- Source passage:
▬▬▬▬▬▬▬▬▬▬
6 years, 8 months ago.

New to mbed, request for help with programming

HI all,

Sorry if this is the wrong place to post this. As the title suggests, I'm very new to using mbeds and how to program them. My project is an automatic watering sensor that determines when to water a plant based upon the light levels (no point watering during the night) and the moisture levels of the soil. However, I do not know how to write this up as code.

Below is a simple attempt that I have made. It is most likely wrong! I have not included pinouts as of yet, I will sort that later on, it is mainly the basic principles that I am asking for help with.

#include "mbed.h"

char	<LDR>
char	<Pump>

int main() {

while{
	if	<LDR> < 10%;
		<Pump> = 0;

	else	
		<LDR> > 10%;
		<Moisture> < 40%;
		<Pump> = 1;
		wait (60);
		<Pump> = 0;
		wait (10800);
	}
}

In my mind, the <Pump> will only turn on when the light levels are greater than 10% of the range of the LDR, implying daylight, even if very cloudy, and the moisture levels are less than 40% of the moisture sensor range. The pump will then turn on for 1 minute, and then wait for 3 hours before repeating the loop.

Any help will be greatly appreciated!

Thanks, Equinnox

2 Answers

6 years, 8 months ago.

Hi Matthew,

To me your logic looks correct, however I think you can simplify it a bit considering the <Pump> will only be turning on IFF (if and only if) <LDR> is > 10% AND <Moisture> is < 40%. You can also simplify your code by setting your <Pump> to zero during initialization:

#include "mbed.h"

<LDR>;
<Pump> = 0; // set to starting value here
<Moisture>;

int main() {
    while(1) {
        if ((<LDR> > 10%) && (<Moisture> < 40%)) { 
        // In English: "If LDR is greater than 10% AND Moisture is less than 40%, then do this..."
            <Pump> = 1;
            wait(60);
            <Pump> = 0;
        }
        wait(10800);
    }
}

Let me know if you have any questions, and welcome to Mbed!

- Jenny, team Mbed

Accepted Answer

Hi Jenny,

Thank you for your reply and for the warm welcome! I have modified the code slightly with my pinouts and finally have a starting point! Along with Andy A's reply below, I should be able to get a significant move on with my project.
▬▬▬▬▬▬▬▬▬▬
- Requirement A: Copy the forum thread from "Below is a simple" to "for help with.", swapping "pinouts" for "pin assignments".
The forum thread and the records have no connection to each other.

[Excerpts of pointing data]
▬▬▬▬▬▬▬▬▬▬
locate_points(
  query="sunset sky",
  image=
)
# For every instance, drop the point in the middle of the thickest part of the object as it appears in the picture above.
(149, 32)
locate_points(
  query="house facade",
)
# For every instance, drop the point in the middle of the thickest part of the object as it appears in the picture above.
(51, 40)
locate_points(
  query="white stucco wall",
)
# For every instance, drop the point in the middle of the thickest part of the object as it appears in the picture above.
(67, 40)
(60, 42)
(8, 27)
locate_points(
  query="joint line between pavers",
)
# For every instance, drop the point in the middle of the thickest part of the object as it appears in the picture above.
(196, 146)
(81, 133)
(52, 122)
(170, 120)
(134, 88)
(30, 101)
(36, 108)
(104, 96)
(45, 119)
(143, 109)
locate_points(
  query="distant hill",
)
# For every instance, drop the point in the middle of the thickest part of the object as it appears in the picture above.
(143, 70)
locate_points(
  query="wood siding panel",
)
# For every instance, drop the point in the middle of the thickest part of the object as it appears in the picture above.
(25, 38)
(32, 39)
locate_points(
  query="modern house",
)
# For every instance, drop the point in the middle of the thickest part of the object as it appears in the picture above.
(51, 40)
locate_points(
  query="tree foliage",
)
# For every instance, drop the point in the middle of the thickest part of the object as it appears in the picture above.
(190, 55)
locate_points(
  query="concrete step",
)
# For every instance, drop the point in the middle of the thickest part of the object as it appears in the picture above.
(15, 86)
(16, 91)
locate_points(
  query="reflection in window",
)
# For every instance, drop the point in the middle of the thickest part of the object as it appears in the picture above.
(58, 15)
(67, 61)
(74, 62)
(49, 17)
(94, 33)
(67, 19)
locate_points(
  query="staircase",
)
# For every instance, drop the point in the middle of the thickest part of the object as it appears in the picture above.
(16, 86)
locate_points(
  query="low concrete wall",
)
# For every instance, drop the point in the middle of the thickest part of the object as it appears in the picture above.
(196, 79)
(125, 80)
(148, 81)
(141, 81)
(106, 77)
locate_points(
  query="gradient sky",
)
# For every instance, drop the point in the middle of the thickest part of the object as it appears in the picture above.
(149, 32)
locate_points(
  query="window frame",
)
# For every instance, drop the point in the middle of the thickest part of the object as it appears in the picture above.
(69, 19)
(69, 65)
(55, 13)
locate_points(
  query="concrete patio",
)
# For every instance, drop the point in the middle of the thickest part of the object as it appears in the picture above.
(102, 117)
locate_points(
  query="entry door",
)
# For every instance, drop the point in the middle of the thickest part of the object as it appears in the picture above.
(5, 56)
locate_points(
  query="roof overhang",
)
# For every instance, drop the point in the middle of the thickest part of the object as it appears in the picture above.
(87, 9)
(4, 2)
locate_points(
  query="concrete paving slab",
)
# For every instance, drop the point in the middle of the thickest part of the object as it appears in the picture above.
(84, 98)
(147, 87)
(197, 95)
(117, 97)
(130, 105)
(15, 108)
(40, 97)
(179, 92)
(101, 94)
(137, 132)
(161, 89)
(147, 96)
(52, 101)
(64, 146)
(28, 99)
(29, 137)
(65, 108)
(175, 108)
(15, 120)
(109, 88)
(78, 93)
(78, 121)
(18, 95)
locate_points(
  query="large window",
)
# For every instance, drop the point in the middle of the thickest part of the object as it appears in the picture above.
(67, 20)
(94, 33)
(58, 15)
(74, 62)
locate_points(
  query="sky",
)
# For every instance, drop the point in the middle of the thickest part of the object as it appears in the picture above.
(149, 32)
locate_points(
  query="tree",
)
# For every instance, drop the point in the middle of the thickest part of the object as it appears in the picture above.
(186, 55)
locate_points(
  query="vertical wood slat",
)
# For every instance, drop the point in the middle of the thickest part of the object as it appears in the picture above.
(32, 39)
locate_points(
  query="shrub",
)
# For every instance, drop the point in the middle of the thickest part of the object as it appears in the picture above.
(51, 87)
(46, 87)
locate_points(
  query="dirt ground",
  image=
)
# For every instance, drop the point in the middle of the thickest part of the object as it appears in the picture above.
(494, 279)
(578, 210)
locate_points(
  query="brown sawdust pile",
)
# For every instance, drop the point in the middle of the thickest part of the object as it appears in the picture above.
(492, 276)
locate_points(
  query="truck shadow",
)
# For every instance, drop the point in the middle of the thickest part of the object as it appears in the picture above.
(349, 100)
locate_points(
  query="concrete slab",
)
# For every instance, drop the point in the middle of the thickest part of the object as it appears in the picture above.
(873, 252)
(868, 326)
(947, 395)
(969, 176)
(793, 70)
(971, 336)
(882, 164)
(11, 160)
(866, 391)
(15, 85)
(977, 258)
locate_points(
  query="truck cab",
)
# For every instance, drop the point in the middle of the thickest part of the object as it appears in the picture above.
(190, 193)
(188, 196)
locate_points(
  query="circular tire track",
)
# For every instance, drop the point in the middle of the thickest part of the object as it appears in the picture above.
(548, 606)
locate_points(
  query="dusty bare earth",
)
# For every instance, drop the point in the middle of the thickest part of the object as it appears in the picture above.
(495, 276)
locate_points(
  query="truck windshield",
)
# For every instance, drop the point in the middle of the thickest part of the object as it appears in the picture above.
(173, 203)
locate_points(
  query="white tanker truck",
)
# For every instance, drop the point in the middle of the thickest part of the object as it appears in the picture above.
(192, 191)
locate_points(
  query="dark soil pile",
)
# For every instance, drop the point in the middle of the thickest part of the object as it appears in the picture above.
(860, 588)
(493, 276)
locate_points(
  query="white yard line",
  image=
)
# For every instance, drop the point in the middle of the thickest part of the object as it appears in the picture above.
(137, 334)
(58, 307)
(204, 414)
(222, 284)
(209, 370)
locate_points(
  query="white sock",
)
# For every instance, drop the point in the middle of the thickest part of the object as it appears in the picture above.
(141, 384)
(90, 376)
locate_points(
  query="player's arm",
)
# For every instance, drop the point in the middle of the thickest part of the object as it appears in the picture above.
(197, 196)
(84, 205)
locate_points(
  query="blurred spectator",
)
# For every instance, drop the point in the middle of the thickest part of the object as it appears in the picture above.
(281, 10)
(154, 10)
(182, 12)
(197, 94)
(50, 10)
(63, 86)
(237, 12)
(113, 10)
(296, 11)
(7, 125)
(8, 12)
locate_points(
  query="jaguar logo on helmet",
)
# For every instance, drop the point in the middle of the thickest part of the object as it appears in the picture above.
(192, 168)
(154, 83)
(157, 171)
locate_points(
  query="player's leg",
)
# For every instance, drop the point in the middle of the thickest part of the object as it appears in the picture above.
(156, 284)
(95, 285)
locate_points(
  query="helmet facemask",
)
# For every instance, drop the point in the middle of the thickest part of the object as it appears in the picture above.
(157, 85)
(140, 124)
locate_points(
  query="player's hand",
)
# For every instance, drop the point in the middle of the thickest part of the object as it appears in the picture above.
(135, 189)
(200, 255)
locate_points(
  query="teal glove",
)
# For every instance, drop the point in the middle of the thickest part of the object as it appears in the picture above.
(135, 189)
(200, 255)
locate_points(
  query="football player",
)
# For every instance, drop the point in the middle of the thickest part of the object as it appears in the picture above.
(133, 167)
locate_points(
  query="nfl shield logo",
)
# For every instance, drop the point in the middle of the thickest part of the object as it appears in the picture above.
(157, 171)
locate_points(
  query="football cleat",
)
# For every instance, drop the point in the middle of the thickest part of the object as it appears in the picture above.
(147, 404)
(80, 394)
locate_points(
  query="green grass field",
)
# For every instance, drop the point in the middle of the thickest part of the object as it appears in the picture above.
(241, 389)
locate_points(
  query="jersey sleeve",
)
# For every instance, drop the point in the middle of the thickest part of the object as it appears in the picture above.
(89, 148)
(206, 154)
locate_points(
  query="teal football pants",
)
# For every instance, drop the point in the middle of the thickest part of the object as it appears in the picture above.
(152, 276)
▬▬▬▬▬▬▬▬▬▬
- Requirement B: Count the lines of the records that contain the string "helmet", and reply with the number alone.

- Written solution A:
Below is a simple attempt that I have made. It is most likely wrong! I have not included pin assignments as of yet, I will sort that later on, it is mainly the basic principles that I am asking for help with.

- Written solution B: 2